╭──

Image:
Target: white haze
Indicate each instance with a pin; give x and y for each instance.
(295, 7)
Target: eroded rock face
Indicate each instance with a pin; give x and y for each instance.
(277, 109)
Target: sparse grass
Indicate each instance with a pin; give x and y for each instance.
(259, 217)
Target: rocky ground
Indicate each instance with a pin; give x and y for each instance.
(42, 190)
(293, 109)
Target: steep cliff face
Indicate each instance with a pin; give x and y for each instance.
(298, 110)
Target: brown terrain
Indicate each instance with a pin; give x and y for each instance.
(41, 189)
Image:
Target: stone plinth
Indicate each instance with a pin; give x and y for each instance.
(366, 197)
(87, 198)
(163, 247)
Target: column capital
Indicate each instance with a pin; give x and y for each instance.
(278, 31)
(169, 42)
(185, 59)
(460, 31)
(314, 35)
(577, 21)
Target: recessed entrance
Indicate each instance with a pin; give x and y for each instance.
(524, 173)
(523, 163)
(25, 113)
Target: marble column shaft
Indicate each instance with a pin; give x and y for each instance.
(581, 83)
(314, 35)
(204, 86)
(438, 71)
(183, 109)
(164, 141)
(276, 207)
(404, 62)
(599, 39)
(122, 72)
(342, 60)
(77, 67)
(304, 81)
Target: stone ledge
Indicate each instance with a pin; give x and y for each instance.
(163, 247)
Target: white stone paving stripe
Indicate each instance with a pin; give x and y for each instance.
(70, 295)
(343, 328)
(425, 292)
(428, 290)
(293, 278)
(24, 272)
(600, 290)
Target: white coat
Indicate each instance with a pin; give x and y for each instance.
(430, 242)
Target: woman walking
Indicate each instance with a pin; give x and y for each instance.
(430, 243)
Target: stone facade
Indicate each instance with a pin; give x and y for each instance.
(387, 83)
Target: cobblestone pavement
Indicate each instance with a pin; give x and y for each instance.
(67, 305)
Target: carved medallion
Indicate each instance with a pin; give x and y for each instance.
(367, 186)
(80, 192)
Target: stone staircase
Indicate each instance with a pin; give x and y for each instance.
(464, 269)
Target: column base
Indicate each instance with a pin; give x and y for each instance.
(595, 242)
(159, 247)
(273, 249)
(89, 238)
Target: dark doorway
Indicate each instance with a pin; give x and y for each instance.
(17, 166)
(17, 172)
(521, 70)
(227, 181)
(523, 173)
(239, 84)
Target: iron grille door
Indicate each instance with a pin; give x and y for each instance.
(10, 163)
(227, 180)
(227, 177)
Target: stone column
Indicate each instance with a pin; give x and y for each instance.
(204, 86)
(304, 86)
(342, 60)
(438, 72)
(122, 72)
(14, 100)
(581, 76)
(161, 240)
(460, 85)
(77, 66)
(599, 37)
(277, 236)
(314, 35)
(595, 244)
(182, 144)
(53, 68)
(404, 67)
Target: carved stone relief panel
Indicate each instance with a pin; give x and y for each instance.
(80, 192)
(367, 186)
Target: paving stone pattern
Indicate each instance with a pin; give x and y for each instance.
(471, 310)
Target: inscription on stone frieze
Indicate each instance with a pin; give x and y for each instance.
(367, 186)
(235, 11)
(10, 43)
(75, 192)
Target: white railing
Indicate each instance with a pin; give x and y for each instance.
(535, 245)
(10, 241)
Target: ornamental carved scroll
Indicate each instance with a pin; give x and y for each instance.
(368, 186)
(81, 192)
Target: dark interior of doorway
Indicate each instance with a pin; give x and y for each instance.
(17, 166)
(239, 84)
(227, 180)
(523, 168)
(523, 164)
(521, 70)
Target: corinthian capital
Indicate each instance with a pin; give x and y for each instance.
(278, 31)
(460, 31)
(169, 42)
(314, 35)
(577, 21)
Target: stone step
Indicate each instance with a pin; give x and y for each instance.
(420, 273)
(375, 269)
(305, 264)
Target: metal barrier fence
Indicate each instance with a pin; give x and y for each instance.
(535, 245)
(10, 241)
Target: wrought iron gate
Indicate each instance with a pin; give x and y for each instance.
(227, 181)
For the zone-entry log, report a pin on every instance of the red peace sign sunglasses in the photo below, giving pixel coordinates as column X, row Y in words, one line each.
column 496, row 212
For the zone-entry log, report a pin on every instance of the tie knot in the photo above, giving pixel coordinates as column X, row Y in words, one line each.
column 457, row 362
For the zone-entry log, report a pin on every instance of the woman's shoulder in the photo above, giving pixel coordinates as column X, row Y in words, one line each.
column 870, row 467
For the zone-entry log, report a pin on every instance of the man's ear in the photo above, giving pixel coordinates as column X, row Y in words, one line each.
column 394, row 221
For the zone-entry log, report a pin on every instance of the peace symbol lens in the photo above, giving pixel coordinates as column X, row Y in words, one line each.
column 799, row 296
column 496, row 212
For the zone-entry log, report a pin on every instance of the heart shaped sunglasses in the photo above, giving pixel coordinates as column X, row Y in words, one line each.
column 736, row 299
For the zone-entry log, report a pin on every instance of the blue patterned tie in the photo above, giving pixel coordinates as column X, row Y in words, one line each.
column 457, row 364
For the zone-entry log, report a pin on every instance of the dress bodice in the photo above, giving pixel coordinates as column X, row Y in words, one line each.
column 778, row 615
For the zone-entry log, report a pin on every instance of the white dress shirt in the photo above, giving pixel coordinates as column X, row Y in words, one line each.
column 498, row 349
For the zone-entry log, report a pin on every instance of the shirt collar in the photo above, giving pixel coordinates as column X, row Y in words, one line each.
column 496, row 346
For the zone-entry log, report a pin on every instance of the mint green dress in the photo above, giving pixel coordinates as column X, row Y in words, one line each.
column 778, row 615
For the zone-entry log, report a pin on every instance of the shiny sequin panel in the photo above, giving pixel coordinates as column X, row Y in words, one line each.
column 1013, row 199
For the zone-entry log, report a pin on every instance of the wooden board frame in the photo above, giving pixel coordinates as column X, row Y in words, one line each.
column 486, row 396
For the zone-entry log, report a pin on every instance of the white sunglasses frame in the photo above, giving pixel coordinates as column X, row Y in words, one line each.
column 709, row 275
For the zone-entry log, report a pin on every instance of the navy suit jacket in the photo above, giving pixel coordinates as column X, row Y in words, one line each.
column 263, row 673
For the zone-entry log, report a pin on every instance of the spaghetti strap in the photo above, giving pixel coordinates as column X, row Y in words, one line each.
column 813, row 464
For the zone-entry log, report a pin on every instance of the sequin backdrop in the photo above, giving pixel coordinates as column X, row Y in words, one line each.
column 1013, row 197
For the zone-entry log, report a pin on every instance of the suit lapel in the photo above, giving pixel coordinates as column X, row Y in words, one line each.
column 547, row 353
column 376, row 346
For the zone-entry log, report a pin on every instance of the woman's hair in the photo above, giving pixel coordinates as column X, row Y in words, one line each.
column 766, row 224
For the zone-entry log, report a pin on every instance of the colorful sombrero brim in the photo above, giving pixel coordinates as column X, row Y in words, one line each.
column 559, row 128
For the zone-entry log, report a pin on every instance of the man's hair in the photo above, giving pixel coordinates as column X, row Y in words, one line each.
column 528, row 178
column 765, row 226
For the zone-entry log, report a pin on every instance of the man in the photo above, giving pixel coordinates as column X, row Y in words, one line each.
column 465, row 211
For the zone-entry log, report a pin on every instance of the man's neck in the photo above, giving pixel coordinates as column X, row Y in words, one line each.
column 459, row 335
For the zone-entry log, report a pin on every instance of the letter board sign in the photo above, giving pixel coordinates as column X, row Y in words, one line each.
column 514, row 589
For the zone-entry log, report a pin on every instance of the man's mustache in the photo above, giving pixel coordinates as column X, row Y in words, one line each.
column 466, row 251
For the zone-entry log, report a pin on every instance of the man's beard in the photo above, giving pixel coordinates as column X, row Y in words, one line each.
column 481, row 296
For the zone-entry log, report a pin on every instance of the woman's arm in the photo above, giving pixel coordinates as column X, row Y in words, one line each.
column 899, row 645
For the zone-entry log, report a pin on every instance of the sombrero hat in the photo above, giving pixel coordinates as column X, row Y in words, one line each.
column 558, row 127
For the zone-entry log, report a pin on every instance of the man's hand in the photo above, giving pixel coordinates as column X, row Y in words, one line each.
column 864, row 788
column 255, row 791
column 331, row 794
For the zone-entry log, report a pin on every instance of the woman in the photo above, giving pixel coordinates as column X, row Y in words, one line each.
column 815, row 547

╰──

* _WHAT YOU ARE ASKED TO DO_: Copy the lines of the data above word for word, beginning at the line that contains "the white sunglasses" and stopping after the line that contains "column 709, row 275".

* _FINAL RESULT_:
For the zone-entry log, report a pin on every instance of the white sunglasses frame in the photo above, giving pixel coordinates as column X, row Y in words, one line each.
column 709, row 275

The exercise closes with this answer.